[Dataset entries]
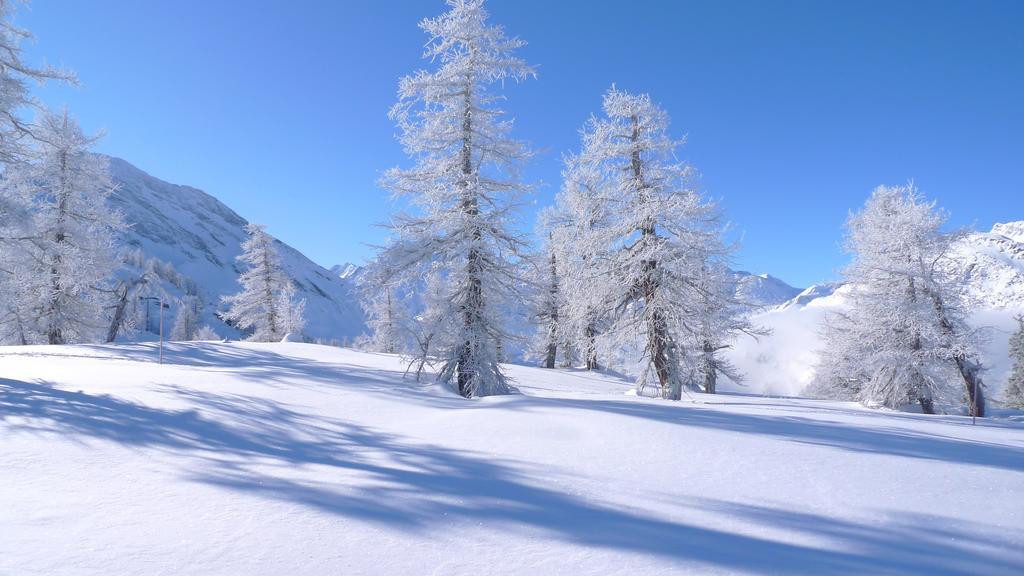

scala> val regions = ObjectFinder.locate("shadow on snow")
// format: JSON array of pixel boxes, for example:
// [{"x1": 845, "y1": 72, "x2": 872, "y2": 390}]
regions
[{"x1": 2, "y1": 369, "x2": 1021, "y2": 575}]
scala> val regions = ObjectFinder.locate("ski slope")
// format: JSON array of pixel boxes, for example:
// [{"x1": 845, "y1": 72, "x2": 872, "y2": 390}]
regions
[{"x1": 1, "y1": 342, "x2": 1022, "y2": 575}]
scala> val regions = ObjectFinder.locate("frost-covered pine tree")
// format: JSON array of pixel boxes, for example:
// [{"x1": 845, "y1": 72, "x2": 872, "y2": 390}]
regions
[
  {"x1": 376, "y1": 0, "x2": 534, "y2": 397},
  {"x1": 815, "y1": 184, "x2": 984, "y2": 415},
  {"x1": 566, "y1": 87, "x2": 726, "y2": 400},
  {"x1": 0, "y1": 0, "x2": 73, "y2": 166},
  {"x1": 690, "y1": 264, "x2": 766, "y2": 394},
  {"x1": 529, "y1": 222, "x2": 572, "y2": 369},
  {"x1": 0, "y1": 0, "x2": 75, "y2": 344},
  {"x1": 555, "y1": 151, "x2": 613, "y2": 371},
  {"x1": 1004, "y1": 315, "x2": 1024, "y2": 408},
  {"x1": 1, "y1": 109, "x2": 124, "y2": 344},
  {"x1": 357, "y1": 255, "x2": 413, "y2": 354},
  {"x1": 221, "y1": 223, "x2": 292, "y2": 342},
  {"x1": 170, "y1": 295, "x2": 202, "y2": 341},
  {"x1": 277, "y1": 281, "x2": 306, "y2": 339},
  {"x1": 360, "y1": 287, "x2": 403, "y2": 353},
  {"x1": 194, "y1": 324, "x2": 220, "y2": 341}
]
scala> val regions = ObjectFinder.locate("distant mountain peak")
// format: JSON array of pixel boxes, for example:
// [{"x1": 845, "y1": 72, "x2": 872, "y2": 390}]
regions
[
  {"x1": 992, "y1": 221, "x2": 1024, "y2": 244},
  {"x1": 330, "y1": 262, "x2": 363, "y2": 281}
]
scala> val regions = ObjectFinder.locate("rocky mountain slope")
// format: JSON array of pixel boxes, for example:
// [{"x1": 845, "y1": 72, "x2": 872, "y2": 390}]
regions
[{"x1": 108, "y1": 156, "x2": 364, "y2": 342}]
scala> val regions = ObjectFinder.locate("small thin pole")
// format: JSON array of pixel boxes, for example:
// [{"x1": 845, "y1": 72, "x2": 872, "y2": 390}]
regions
[
  {"x1": 159, "y1": 298, "x2": 164, "y2": 365},
  {"x1": 972, "y1": 376, "x2": 977, "y2": 426}
]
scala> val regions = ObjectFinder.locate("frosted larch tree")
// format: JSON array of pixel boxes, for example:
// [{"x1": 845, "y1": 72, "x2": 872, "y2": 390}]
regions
[
  {"x1": 358, "y1": 255, "x2": 411, "y2": 354},
  {"x1": 170, "y1": 295, "x2": 202, "y2": 341},
  {"x1": 1004, "y1": 315, "x2": 1024, "y2": 408},
  {"x1": 0, "y1": 0, "x2": 74, "y2": 344},
  {"x1": 376, "y1": 0, "x2": 535, "y2": 397},
  {"x1": 529, "y1": 221, "x2": 571, "y2": 369},
  {"x1": 691, "y1": 263, "x2": 766, "y2": 393},
  {"x1": 569, "y1": 87, "x2": 724, "y2": 400},
  {"x1": 222, "y1": 223, "x2": 292, "y2": 342},
  {"x1": 817, "y1": 184, "x2": 984, "y2": 415},
  {"x1": 0, "y1": 0, "x2": 74, "y2": 166},
  {"x1": 277, "y1": 281, "x2": 306, "y2": 340},
  {"x1": 3, "y1": 109, "x2": 124, "y2": 344},
  {"x1": 555, "y1": 151, "x2": 611, "y2": 371}
]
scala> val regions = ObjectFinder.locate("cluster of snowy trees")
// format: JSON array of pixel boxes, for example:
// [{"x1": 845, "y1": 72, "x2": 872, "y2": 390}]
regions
[
  {"x1": 221, "y1": 223, "x2": 306, "y2": 343},
  {"x1": 1005, "y1": 315, "x2": 1024, "y2": 408},
  {"x1": 532, "y1": 88, "x2": 760, "y2": 399},
  {"x1": 0, "y1": 1, "x2": 303, "y2": 347},
  {"x1": 811, "y1": 185, "x2": 987, "y2": 416},
  {"x1": 361, "y1": 0, "x2": 757, "y2": 399}
]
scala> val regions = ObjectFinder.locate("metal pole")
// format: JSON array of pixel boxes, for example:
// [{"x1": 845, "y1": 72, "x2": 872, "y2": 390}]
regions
[
  {"x1": 972, "y1": 376, "x2": 977, "y2": 426},
  {"x1": 159, "y1": 298, "x2": 164, "y2": 365}
]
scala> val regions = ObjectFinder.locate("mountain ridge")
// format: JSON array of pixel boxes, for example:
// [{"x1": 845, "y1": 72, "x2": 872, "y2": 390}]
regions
[{"x1": 107, "y1": 156, "x2": 365, "y2": 342}]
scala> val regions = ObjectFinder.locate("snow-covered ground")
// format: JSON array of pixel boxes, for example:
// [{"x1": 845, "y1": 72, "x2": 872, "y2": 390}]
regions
[{"x1": 2, "y1": 342, "x2": 1022, "y2": 575}]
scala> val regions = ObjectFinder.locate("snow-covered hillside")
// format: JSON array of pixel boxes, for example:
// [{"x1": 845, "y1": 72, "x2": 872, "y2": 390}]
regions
[
  {"x1": 727, "y1": 222, "x2": 1024, "y2": 399},
  {"x1": 1, "y1": 342, "x2": 1021, "y2": 575},
  {"x1": 108, "y1": 157, "x2": 364, "y2": 341}
]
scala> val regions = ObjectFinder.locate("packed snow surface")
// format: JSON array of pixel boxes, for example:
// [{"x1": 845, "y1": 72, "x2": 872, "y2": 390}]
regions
[{"x1": 1, "y1": 342, "x2": 1022, "y2": 575}]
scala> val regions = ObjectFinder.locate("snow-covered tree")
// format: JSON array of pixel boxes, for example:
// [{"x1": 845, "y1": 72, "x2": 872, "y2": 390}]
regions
[
  {"x1": 277, "y1": 281, "x2": 306, "y2": 339},
  {"x1": 194, "y1": 324, "x2": 220, "y2": 341},
  {"x1": 221, "y1": 223, "x2": 293, "y2": 342},
  {"x1": 0, "y1": 0, "x2": 73, "y2": 166},
  {"x1": 0, "y1": 109, "x2": 124, "y2": 344},
  {"x1": 1004, "y1": 315, "x2": 1024, "y2": 408},
  {"x1": 563, "y1": 87, "x2": 728, "y2": 400},
  {"x1": 375, "y1": 0, "x2": 535, "y2": 397},
  {"x1": 0, "y1": 1, "x2": 75, "y2": 345},
  {"x1": 105, "y1": 265, "x2": 158, "y2": 343},
  {"x1": 690, "y1": 264, "x2": 765, "y2": 394},
  {"x1": 815, "y1": 184, "x2": 985, "y2": 415},
  {"x1": 528, "y1": 224, "x2": 572, "y2": 369},
  {"x1": 359, "y1": 287, "x2": 404, "y2": 353},
  {"x1": 555, "y1": 151, "x2": 611, "y2": 371},
  {"x1": 357, "y1": 255, "x2": 413, "y2": 354},
  {"x1": 170, "y1": 295, "x2": 202, "y2": 341}
]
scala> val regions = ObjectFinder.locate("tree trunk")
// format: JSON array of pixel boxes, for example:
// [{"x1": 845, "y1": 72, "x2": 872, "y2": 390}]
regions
[
  {"x1": 46, "y1": 149, "x2": 71, "y2": 345},
  {"x1": 702, "y1": 341, "x2": 717, "y2": 394},
  {"x1": 543, "y1": 248, "x2": 558, "y2": 369},
  {"x1": 924, "y1": 288, "x2": 986, "y2": 417},
  {"x1": 106, "y1": 283, "x2": 131, "y2": 343},
  {"x1": 955, "y1": 356, "x2": 985, "y2": 417},
  {"x1": 455, "y1": 81, "x2": 481, "y2": 398},
  {"x1": 584, "y1": 323, "x2": 599, "y2": 370},
  {"x1": 650, "y1": 305, "x2": 673, "y2": 398},
  {"x1": 918, "y1": 396, "x2": 935, "y2": 415}
]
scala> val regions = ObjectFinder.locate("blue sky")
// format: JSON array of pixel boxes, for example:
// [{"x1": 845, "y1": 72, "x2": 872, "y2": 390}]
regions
[{"x1": 17, "y1": 0, "x2": 1024, "y2": 288}]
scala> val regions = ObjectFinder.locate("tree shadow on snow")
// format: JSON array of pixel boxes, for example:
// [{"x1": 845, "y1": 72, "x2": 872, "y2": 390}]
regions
[
  {"x1": 497, "y1": 396, "x2": 1024, "y2": 473},
  {"x1": 17, "y1": 342, "x2": 462, "y2": 405},
  {"x1": 1, "y1": 376, "x2": 1020, "y2": 575}
]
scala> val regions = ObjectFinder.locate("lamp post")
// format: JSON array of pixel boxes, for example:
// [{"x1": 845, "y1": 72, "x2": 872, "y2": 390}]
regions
[{"x1": 138, "y1": 296, "x2": 170, "y2": 363}]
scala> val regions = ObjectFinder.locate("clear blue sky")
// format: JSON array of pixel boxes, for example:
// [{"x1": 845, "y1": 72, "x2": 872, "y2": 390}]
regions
[{"x1": 17, "y1": 0, "x2": 1024, "y2": 288}]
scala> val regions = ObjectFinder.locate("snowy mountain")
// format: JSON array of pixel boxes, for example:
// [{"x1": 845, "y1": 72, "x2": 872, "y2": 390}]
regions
[
  {"x1": 330, "y1": 262, "x2": 364, "y2": 282},
  {"x1": 729, "y1": 271, "x2": 803, "y2": 308},
  {"x1": 954, "y1": 222, "x2": 1024, "y2": 309},
  {"x1": 726, "y1": 222, "x2": 1024, "y2": 399},
  {"x1": 107, "y1": 157, "x2": 365, "y2": 341}
]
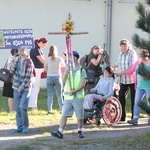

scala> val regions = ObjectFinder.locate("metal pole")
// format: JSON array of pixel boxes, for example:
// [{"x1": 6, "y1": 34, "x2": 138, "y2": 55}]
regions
[{"x1": 107, "y1": 0, "x2": 112, "y2": 55}]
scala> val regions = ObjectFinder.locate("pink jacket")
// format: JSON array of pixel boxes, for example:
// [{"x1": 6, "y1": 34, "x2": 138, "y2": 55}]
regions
[{"x1": 127, "y1": 60, "x2": 139, "y2": 89}]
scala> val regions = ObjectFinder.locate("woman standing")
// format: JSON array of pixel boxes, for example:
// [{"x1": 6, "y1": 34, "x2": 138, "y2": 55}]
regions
[
  {"x1": 44, "y1": 45, "x2": 65, "y2": 114},
  {"x1": 2, "y1": 49, "x2": 18, "y2": 112},
  {"x1": 86, "y1": 45, "x2": 104, "y2": 93},
  {"x1": 113, "y1": 39, "x2": 138, "y2": 121},
  {"x1": 117, "y1": 48, "x2": 150, "y2": 125},
  {"x1": 28, "y1": 38, "x2": 48, "y2": 109}
]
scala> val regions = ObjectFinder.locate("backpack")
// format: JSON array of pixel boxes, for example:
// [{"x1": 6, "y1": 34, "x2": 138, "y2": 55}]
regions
[
  {"x1": 26, "y1": 58, "x2": 36, "y2": 76},
  {"x1": 80, "y1": 54, "x2": 90, "y2": 70}
]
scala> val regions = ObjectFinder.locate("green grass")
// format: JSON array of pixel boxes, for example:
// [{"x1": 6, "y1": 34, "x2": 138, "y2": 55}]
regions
[{"x1": 0, "y1": 88, "x2": 76, "y2": 125}]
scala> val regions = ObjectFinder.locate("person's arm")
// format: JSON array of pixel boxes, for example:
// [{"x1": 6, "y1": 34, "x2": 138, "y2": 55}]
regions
[
  {"x1": 70, "y1": 68, "x2": 87, "y2": 95},
  {"x1": 60, "y1": 57, "x2": 66, "y2": 68},
  {"x1": 111, "y1": 64, "x2": 119, "y2": 70},
  {"x1": 112, "y1": 53, "x2": 121, "y2": 70},
  {"x1": 70, "y1": 78, "x2": 87, "y2": 95},
  {"x1": 90, "y1": 49, "x2": 104, "y2": 66},
  {"x1": 117, "y1": 60, "x2": 139, "y2": 76},
  {"x1": 90, "y1": 53, "x2": 103, "y2": 66},
  {"x1": 36, "y1": 55, "x2": 45, "y2": 64},
  {"x1": 90, "y1": 88, "x2": 95, "y2": 93},
  {"x1": 10, "y1": 56, "x2": 19, "y2": 73},
  {"x1": 7, "y1": 56, "x2": 14, "y2": 70},
  {"x1": 44, "y1": 57, "x2": 48, "y2": 72},
  {"x1": 93, "y1": 77, "x2": 102, "y2": 92}
]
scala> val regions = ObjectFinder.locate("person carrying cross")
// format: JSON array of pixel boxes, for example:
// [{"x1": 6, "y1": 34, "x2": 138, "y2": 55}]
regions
[{"x1": 51, "y1": 50, "x2": 87, "y2": 139}]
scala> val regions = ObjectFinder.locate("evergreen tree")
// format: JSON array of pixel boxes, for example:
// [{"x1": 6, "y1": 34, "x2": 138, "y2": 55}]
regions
[
  {"x1": 132, "y1": 0, "x2": 150, "y2": 53},
  {"x1": 132, "y1": 0, "x2": 150, "y2": 116}
]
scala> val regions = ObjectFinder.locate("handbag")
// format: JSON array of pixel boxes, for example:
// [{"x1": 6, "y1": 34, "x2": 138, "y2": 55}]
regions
[
  {"x1": 31, "y1": 69, "x2": 47, "y2": 79},
  {"x1": 0, "y1": 60, "x2": 13, "y2": 83},
  {"x1": 41, "y1": 71, "x2": 47, "y2": 78}
]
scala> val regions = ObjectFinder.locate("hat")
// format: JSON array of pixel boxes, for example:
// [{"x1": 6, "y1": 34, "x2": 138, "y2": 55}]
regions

PROBLEM DESCRIPTION: Copy all lines from the data above that contain the word "covered".

SOLUTION FOR THIS PROBLEM:
scala> val regions = ObjectFinder.locate("frost-covered pine tree")
scala> val regions = ObjectFinder.locate("snow-covered ground")
scala> val regions = ObjectFinder.locate("snow-covered hillside")
scala> val regions = ObjectFinder.locate("snow-covered tree")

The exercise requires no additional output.